- **WORK INSTRUCTIONS**
The whole of the data must be transcribed exactly.

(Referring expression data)
____________

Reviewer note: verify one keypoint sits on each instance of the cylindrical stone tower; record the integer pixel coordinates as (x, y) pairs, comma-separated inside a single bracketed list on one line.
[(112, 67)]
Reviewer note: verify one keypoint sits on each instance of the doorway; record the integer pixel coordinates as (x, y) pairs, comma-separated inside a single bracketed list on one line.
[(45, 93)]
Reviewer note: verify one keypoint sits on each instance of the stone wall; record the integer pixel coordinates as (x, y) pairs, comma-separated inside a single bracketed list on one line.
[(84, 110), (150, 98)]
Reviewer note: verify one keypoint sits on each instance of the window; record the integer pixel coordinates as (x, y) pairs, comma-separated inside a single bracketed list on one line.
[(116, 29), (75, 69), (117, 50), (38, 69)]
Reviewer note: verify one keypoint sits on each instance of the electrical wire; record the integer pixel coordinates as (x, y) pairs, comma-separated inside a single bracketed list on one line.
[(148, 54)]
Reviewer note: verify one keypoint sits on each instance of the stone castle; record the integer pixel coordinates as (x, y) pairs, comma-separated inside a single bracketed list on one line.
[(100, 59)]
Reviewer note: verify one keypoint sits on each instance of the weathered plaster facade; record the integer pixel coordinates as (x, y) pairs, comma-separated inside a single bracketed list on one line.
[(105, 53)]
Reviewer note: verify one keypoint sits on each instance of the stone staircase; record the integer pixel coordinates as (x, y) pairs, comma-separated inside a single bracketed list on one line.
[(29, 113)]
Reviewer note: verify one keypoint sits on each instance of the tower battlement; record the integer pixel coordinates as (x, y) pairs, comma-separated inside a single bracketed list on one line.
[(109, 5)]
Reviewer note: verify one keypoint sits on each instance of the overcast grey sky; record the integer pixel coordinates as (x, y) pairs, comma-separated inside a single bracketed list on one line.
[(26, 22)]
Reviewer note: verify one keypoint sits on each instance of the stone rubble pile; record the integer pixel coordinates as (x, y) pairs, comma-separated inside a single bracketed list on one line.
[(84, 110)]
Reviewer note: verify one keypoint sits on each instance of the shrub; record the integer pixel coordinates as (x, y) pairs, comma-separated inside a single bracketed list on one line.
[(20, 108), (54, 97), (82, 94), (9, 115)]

____________

- **RESULT FOR THIS EXERCISE**
Reviewer note: verify one keypoint sits on each instance of the cylindrical stone tower; record the integer pixel coordinates as (x, y) pairs, comma-separated inside a single bracketed list on one line.
[(112, 67)]
Reviewer note: verify one keypoint sits on each instance of the doorway; record the integer pixel coordinates as (x, y) pairs, comma-separated inside a single bracketed list on one line.
[(45, 93)]
Reviewer note: verify one keypoint sits on each instance of the stone wall; record the integer pixel coordinates as (x, y) pairs, comma-separated inside a single bracketed list on one line.
[(84, 110), (150, 98)]
Reviewer note: verify one keypoint sits on each instance of the window; record the integer pixel coordinates as (x, y) pairs, comma-separated inside a single bracketed list on one line.
[(116, 29), (75, 69), (117, 50), (38, 69)]
Reviewer note: verify one keypoint sits on each instance of the electrical wire; record the integer pixel coordinates as (x, y) pairs, comma-separated inside a single bracketed list on one line.
[(148, 54)]
Reviewer note: verify one keypoint sits on each instance of the stone castle; record the integer pixel coordinates as (x, y) pairs, comma-separated inside a single bracketed list on one line.
[(100, 59)]
Reviewer note: verify one keypoint sits on each instance of the weathered plaster facade; record the integer pixel coordinates as (x, y) pairs, comma-separated inside a single bracketed list on one line.
[(105, 53)]
Reviewer note: verify one keypoint sits on each instance of the stone staircase; record the integer pixel coordinates as (x, y) pairs, comma-separated inside a single bracketed list on one line.
[(29, 113)]
Reviewer note: verify one keypoint sits on each instance of the tower battlement; record the integer pixel coordinates as (x, y) pairs, comma-separated inside a single bracketed list on one line.
[(109, 5)]
Reviewer note: verify one keypoint sits on each instance of the overcast grey sky; record the integer pixel coordinates as (x, y) pairs, comma-separated inside a single bracketed list on one line.
[(26, 22)]
Reviewer note: verify one keypoint sits on each instance of the stone rubble pile; record the integer pixel coordinates as (x, y) pairs, comma-separated inside a single bracketed list on one line.
[(84, 110)]
Reviewer note: verify one keypoint sits on each instance of the shrub; record the integer pixel coordinates as (x, y) pairs, comma-separated inside a single bracketed list on one line.
[(20, 108), (54, 97), (82, 94), (9, 115)]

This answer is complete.